→ QUÉ SE PIDE:
Según el fragmento sobre emisiones y transición energética, ¿cuánto crecieron el año pasado las emisiones de dióxido de carbono?

→ FRAGMENTO PROPORCIONADO:
####################
Las emisiones de dióxido de carbono crecieron un 1% el año pasado, en gran medida por el cambio de gas natural a carbón para la generación de electricidad en varias zonas del mundo. Aunque menor de lo que se previó inicialmente, la subida —“insostenible”, según la Agencia Internacional de la Energía— es una mala noticia en la lucha contra el cambio climático. A futuro, sin embargo, la trayectoria se invertirá: las ansias europeas de independencia energética han elevado la apuesta de los Veintisiete por la eólica y la solar. Y tanto la Ley de Reducción de la Inflación en EE UU como el RepowerEU comunitario añadirán incentivos para la inversión en ambas tecnologías.

“Sin duda, la transición energética se acelerará; a punto de pistola, pero acelerará”, sentencia Francisco Blanch, jefe de materias primas y derivados de Bank of America. Por dos razones: “Porque los precios altos han provocado un esfuerzo de ahorro, han quitado grasa; y porque se ha avanzado mucho en renovables”.

Bandazos entre el sector tradicional y el tecnológico. Las últimas dos crisis han ido encadenadas de una tremenda volatilidad en las Bolsas, con rápidos cambios entre los ganadores y los perdedores de cada golpe. En 2020, las grandes tecnológicas se erigían como los vencedores a rebufo del trabajo a distancia, a la vez que se hinchaba la burbuja de las criptomonedas. “En cinco meses, hemos vivido un cambio tecnológico de cinco años”, afirmaba entonces a EL PAÍS Matt Brittin, presidente de Google en Europa. El cambio no era permanente. Solo dos años después, las tecnológicas han tenido que admitir que fueron demasiado optimistas y se han lanzado a los despidos masivos.

“No sé si esa política estimuló la inversión, pero sí elevó el riesgo de que se perpetuasen las empresas zombis y se formasen burbujas”, afirmó el exsecretario del Tesoro de Estados Unidos Larry Summers en una conferencia esta semana. En su lugar, han emergido dos sectores tradicionales, que se han visto beneficiados por la crisis con una suerte de ingresos caídos del cielo: las energéticas y la banca, que se han beneficiado del encarecimiento del dinero.
####################
→ DATOS LISTADOS:

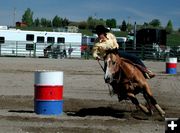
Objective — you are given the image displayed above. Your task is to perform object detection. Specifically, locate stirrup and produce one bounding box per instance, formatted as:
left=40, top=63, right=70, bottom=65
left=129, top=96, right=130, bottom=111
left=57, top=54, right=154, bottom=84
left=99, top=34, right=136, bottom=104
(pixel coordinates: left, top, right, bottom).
left=145, top=73, right=151, bottom=79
####################
→ RESPUESTA:
Un 1%, en gran medida por el cambio de gas natural a carbón para generar electricidad en varias zonas del mundo.